## WORK REQUEST
The records that follow are to be given again exactly. Do not carry over any image.
== RECORD SET ==
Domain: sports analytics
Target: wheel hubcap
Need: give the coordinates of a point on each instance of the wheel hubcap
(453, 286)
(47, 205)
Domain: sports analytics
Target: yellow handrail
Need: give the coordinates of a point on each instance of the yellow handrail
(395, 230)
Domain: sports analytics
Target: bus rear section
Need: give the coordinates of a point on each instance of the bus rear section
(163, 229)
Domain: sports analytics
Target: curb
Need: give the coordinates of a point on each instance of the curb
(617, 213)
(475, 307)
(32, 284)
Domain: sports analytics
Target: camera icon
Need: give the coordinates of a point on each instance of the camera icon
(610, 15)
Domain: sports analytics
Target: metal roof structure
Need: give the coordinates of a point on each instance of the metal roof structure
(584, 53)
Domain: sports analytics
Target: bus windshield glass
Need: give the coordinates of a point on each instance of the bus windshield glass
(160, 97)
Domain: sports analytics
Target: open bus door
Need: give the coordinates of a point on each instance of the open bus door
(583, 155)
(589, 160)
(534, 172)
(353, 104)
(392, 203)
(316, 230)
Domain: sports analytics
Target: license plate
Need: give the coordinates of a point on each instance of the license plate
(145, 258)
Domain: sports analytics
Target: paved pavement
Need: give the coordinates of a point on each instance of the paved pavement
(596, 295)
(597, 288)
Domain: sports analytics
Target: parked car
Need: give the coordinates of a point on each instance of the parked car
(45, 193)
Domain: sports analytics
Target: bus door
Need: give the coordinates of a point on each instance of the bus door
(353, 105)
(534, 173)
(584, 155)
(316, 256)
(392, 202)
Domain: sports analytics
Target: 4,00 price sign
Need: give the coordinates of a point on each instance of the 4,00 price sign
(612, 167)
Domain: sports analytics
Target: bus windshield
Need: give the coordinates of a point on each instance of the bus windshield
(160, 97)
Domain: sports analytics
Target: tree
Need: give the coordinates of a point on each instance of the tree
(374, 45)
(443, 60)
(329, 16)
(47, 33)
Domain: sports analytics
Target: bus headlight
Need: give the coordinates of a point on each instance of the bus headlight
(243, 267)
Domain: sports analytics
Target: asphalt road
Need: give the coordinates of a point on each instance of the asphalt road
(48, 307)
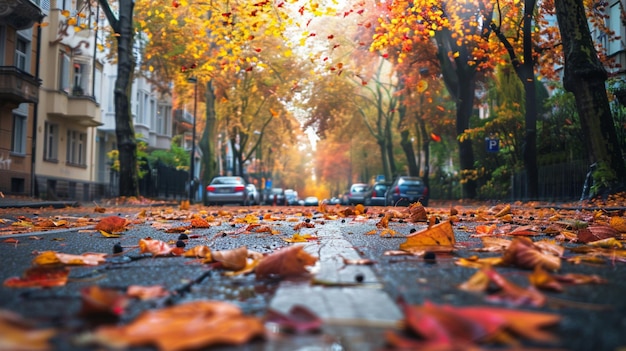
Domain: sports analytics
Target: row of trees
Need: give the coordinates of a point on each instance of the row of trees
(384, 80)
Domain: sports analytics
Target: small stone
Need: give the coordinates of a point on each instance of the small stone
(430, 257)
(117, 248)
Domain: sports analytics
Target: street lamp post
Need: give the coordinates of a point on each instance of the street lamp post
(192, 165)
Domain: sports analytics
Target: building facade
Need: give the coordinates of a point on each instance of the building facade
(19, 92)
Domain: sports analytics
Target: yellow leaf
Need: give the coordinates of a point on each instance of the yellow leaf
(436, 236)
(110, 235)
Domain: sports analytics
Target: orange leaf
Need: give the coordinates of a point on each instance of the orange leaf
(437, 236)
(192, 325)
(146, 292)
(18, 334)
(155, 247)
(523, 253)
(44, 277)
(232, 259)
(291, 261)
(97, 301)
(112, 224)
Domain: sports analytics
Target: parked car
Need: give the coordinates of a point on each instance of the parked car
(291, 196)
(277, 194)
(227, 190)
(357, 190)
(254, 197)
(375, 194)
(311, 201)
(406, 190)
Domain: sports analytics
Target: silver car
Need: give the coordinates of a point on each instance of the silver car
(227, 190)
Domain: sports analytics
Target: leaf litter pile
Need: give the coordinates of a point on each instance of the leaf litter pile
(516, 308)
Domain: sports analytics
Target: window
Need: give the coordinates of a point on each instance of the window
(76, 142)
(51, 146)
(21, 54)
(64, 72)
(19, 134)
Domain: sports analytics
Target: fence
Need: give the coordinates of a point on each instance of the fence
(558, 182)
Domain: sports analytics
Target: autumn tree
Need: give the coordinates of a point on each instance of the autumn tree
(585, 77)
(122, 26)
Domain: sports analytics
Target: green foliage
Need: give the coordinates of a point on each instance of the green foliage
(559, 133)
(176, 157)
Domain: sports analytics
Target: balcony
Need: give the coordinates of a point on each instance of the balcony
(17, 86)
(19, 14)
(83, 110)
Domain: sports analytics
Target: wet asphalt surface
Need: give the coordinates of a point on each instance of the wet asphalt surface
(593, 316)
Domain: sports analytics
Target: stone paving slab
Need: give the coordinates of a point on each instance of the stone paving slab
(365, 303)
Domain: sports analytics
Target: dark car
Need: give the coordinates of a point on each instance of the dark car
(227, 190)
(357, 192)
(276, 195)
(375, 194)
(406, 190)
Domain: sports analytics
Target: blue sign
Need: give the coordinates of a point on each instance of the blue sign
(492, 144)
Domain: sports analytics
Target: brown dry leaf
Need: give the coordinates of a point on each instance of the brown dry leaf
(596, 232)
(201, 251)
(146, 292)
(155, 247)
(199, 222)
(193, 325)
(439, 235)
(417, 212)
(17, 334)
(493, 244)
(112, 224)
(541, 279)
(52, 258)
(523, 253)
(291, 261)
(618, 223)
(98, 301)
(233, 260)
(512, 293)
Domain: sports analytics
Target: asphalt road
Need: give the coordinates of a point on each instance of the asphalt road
===
## RESPONSE BELOW
Domain: sports analytics
Target: wheel hubcap
Need: give the coordinates of a point on each instance of the wheel hubcap
(453, 286)
(47, 205)
Domain: sports analytics
Target: yellow handrail
Need: give the coordinates of a point on each instance of the yellow handrail
(395, 230)
Domain: sports analytics
Target: bus rear section
Need: give the coordinates of a point on each instance of the bus rear section
(163, 229)
Domain: sports analytics
Target: curb
Need: give the coordinates of a point on each instance of the curb
(617, 213)
(475, 307)
(32, 284)
Domain: sports analytics
Target: camera icon
Need: give the coordinates of a point on each instance of the camera icon
(610, 15)
Domain: sports analytics
Target: metal roof structure
Need: give the coordinates of a point on each instance of the metal roof structure
(584, 53)
Domain: sports analytics
Target: bus windshield glass
Need: give the coordinates of a point on each instance of the bus windshield glass
(160, 97)
Domain: sports analytics
Target: open bus door
Need: give the coordinates of a point on each instance of the open bus door
(583, 155)
(589, 160)
(534, 172)
(353, 104)
(392, 203)
(316, 230)
Domain: sports analytics
Target: license plate
Need: give the coordinates of a point on each instance of the license plate
(145, 258)
Domain: sports analytics
Target: paved pavement
Need: give the coordinates of a point on each instance of the paved pavement
(596, 295)
(597, 288)
Domain: sports analytics
Target: parked car
Need: give the coordinates of a point on each instance of the parked car
(45, 193)
Domain: sports analytics
Target: bus door
Need: give the coordinates of a point on each instance of the bus door
(353, 105)
(534, 173)
(584, 155)
(316, 256)
(392, 202)
Domain: sports analytics
Target: 4,00 price sign
Need: give the coordinates of a point on each instance of the 4,00 price sign
(612, 167)
Domain: sports analytics
Target: bus windshield
Need: give the coordinates of a point on each instance of the bus windshield
(160, 97)
Domain: sports analytics
Target: tree
Need: give the coordinates of a point on each instance of the tree
(374, 45)
(443, 60)
(329, 16)
(47, 33)
Domain: sports analytics
Target: bus headlight
Need: give the coordinates of a point on each instance of the bus headlight
(243, 267)
Domain: sports analytics
Target: asphalt road
Need: give the coordinates of a point on each instance of the asphalt road
(48, 307)
Domain: sports analytics
Target: row of trees
Need: give the coordinates of a point on each instance of the row of trees
(384, 80)
Domain: sports analytics
Target: small stone
Need: give the coordinates of a point on each instance of the small stone
(430, 257)
(117, 248)
Domain: sports analytics
Target: street lamp post
Need: give the coordinates of a point on each instance of the street lamp post
(192, 165)
Domain: sports analytics
Target: building facade
Need: give the coordinates of a point on each instance of the building facade
(19, 92)
Domain: sports analytics
Target: yellow leaf
Need: give the coordinates of a point on each instance of the yellow leaf
(436, 236)
(110, 235)
Domain: sports analytics
Target: orange leaf
Need: give the coordinates of a point on each instance of the orange leaf
(437, 236)
(192, 325)
(146, 292)
(18, 334)
(155, 247)
(523, 253)
(44, 277)
(232, 259)
(291, 261)
(97, 301)
(112, 224)
Domain: sports analytics
Target: parked car
Need: give the coordinates of a point on each instance of the parked car
(291, 196)
(277, 194)
(227, 190)
(357, 190)
(254, 197)
(375, 194)
(311, 201)
(406, 190)
Domain: sports analytics
Target: silver car
Need: give the coordinates of a point on each instance of the silver car
(227, 190)
Domain: sports analytics
Target: leaf litter pile
Need: give the coordinates of a point on each instance of the leaf litter pile
(516, 308)
Domain: sports analytics
Target: window
Need: give the coordinates of a point on each instance of the window
(76, 142)
(51, 146)
(21, 54)
(64, 72)
(19, 134)
Domain: sports analytics
Target: fence
Need: give the coordinates of a point on each instance of the fence
(558, 182)
Domain: sports analytics
Target: autumn tree
Need: give the coordinates of a point on each instance of the autumn tree
(585, 77)
(122, 26)
Domain: sports analytics
Target: green foliage
Need: give the coordinates of a point on each instance of the green foliage
(559, 133)
(176, 157)
Domain: sports analytics
Target: balcony
Need: give the coordinates of a point on each instance of the balcony
(17, 86)
(19, 14)
(83, 110)
Domain: sports analytics
Target: wet asphalt surface
Need: give the coordinates of a point on each instance of the wet asphalt surface
(593, 316)
Domain: sports analytics
Target: stone paving slab
Need: give the coordinates of a point on each instance of the stone paving slab
(365, 303)
Domain: sports analytics
Target: dark car
Need: give the coordinates of a point on each instance of the dark car
(227, 190)
(357, 192)
(276, 195)
(375, 194)
(406, 190)
Domain: sports analytics
Target: blue sign
Need: give the coordinates of a point on each instance of the blue sign
(492, 144)
Domain: sports analytics
Target: brown dry leaf
Need: give the coordinates of a point on each instance of the brown dry leaf
(596, 232)
(201, 251)
(146, 292)
(155, 247)
(199, 222)
(193, 325)
(439, 235)
(417, 212)
(17, 334)
(493, 244)
(112, 224)
(541, 279)
(52, 258)
(523, 253)
(291, 261)
(618, 223)
(98, 301)
(233, 260)
(512, 293)
Domain: sports analytics
Target: asphalt road
Need: give the coordinates of a point on each instance of the asphalt road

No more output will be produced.